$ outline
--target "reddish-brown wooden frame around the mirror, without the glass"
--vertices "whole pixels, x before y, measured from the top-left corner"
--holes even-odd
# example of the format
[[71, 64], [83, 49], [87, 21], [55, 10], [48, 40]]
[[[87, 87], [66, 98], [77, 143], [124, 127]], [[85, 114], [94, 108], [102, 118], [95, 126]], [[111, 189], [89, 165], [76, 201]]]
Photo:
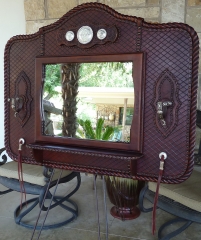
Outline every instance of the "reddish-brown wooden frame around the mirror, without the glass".
[[[142, 152], [143, 147], [143, 111], [144, 111], [144, 60], [145, 56], [143, 53], [136, 54], [121, 54], [121, 55], [96, 55], [96, 56], [76, 56], [76, 57], [44, 57], [36, 58], [36, 92], [35, 92], [35, 141], [37, 142], [49, 142], [51, 144], [61, 144], [68, 146], [79, 146], [80, 148], [97, 148], [105, 149], [116, 149], [130, 152]], [[41, 89], [42, 89], [42, 76], [43, 66], [51, 63], [80, 63], [80, 62], [115, 62], [115, 61], [132, 61], [133, 62], [133, 80], [135, 86], [135, 101], [134, 108], [135, 114], [131, 125], [130, 142], [110, 142], [110, 141], [94, 141], [90, 139], [78, 139], [78, 138], [65, 138], [58, 136], [47, 136], [43, 135], [44, 126], [42, 126], [43, 115], [41, 114], [42, 100], [41, 100]], [[42, 131], [41, 131], [42, 130]], [[90, 146], [90, 147], [89, 147]]]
——
▶ _ABOUT THIS EXERCISE_:
Would you mind returning each entry above word for word, skipping the images?

▶ _WRITTEN RESPONSE_:
$ outline
--target "reddish-brown wooden frame around the mirror, without the glass"
--vertices "whole pixels, x before y, measured from the top-left corner"
--holes even-odd
# example of the format
[[71, 64], [83, 49], [87, 21], [55, 10], [48, 40]]
[[[87, 87], [66, 98], [77, 143], [124, 127]], [[85, 114], [94, 108], [102, 118], [95, 126]], [[111, 189], [89, 165], [76, 201]]]
Photo:
Outline every instance of the "reddish-brown wooden frame around the mirror, without the glass".
[[[142, 152], [143, 147], [143, 111], [144, 111], [144, 60], [145, 56], [143, 53], [136, 54], [121, 54], [121, 55], [96, 55], [96, 56], [76, 56], [76, 57], [44, 57], [36, 58], [36, 92], [35, 92], [35, 141], [37, 142], [49, 142], [51, 144], [61, 144], [68, 146], [79, 146], [80, 148], [97, 148], [105, 149], [116, 149], [130, 152]], [[41, 89], [42, 89], [42, 76], [43, 66], [51, 63], [80, 63], [80, 62], [115, 62], [115, 61], [132, 61], [133, 62], [133, 80], [135, 86], [135, 101], [134, 108], [135, 114], [131, 125], [130, 142], [110, 142], [110, 141], [94, 141], [90, 139], [78, 139], [78, 138], [65, 138], [58, 136], [47, 136], [43, 135], [44, 126], [42, 126], [43, 115], [41, 114], [42, 100], [41, 100]], [[42, 131], [41, 131], [42, 130]], [[90, 146], [90, 147], [89, 147]]]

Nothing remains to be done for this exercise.